_AUFGABE 1_
Wie hoch ist laut dem Interviewauszug zur Immobilienfinanzierung die Nettoverschuldung über die ganze Gesellschaft?
_AUFGABE 2_
Aus dem Interviewauszug zur Immobilienfinanzierung ist alles von „Jelmoli-Chef Leumann hat“ bis hinunter zu „viel zu riskant.“ wortgetreu abzuschreiben.

_VORLIEGENDER TEXT_
:::

Wie viel Mehrwert können Sie mit einer gelungenen Umnutzung schaffen?

Kurer: Wir unterscheiden zwischen dem direkten Ergebnis, also der Rendite aus der Bewirtschaftung der Immobilien und zwischen dem indirekten Ergebnis, das durch Neubewertungen zu Stande kommt. Unser direktes Ergebnis nach Fremdkapitalkosten beträgt rund 6,5%, das indirekte Ergebnis liefert zusätzliche 1 bis 2%. Macht zusammen zwischen 7,5 und 8%. Im Jahr 2000 haben wir nochmals 1,6-mal diese Rendite mit einer Weiterentwicklung verdient. Wenn das alle drei bis fünf Jahre vorkommt, gibt das ein Renditeplus von 30 bis 50% aus Weiterentwicklung per annum. Entwicklungen sind sehr interessant, wenn man die Risiken unter Kontrolle hat.

Jelmoli-Chef Leumann hat uns einmal gesagt, zur Realisierung von Neuprojekten brauche es gar kein Eigenkapital. Jelmoli könne eine Liegenschaft zu 100% fremd finanzieren. Man müsse den Kreditgebern nur das Wertsteigerungspotenzial darlegen können.

Kurer: Wir haben rund 50% Nettoverschuldung über die ganze Gesellschaft. Bei einzelnen Projekten, die wir vollständig im Voraus vermieten können, haben wir die Möglichkeit, den Fremdkapitalanteil bis auf 70 oder 80% hochzufahren. Eine 100-prozentige Fremdfinanzierung erachte ich aber als viel zu riskant.

:::

_BEREITGESTELLTE DATEN_

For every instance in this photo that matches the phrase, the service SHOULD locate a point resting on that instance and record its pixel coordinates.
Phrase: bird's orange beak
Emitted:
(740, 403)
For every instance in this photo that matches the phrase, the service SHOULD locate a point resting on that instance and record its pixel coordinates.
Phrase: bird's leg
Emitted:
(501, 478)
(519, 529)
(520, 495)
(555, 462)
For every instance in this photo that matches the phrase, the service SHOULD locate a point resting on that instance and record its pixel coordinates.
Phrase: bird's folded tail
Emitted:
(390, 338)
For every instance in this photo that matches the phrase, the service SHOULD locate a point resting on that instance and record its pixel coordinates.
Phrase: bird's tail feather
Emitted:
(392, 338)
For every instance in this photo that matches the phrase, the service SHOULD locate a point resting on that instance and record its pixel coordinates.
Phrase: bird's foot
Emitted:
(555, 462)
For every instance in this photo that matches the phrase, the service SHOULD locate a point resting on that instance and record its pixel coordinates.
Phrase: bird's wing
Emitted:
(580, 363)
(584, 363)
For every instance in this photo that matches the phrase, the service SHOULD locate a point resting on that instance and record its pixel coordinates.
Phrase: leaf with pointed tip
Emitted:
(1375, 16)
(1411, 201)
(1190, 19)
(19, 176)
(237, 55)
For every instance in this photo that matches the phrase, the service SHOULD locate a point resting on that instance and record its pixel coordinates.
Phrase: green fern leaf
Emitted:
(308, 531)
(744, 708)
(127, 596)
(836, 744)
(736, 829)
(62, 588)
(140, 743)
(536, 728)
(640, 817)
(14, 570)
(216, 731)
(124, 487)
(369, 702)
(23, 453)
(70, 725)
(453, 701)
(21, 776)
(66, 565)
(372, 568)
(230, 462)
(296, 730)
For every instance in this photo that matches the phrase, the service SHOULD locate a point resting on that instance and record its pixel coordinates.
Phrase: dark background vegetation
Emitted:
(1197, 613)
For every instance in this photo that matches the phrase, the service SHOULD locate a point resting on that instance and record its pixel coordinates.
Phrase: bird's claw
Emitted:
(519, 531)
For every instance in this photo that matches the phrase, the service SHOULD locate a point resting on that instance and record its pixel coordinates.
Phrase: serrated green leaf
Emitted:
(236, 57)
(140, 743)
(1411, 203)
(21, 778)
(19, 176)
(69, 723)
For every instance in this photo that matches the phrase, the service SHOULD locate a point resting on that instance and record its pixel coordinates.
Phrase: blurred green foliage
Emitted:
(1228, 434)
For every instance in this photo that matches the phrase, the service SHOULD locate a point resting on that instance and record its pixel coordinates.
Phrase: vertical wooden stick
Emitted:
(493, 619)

:::

_RICHTIGE ANTWORT 1_
Sie beträgt rund 50 %.

_RICHTIGE ANTWORT 2_
Jelmoli-Chef Leumann hat uns einmal gesagt, zur Realisierung von Neuprojekten brauche es gar kein Eigenkapital. Jelmoli könne eine Liegenschaft zu 100% fremd finanzieren. Man müsse den Kreditgebern nur das Wertsteigerungspotenzial darlegen können.

Kurer: Wir haben rund 50% Nettoverschuldung über die ganze Gesellschaft. Bei einzelnen Projekten, die wir vollständig im Voraus vermieten können, haben wir die Möglichkeit, den Fremdkapitalanteil bis auf 70 oder 80% hochzufahren. Eine 100-prozentige Fremdfinanzierung erachte ich aber als viel zu riskant.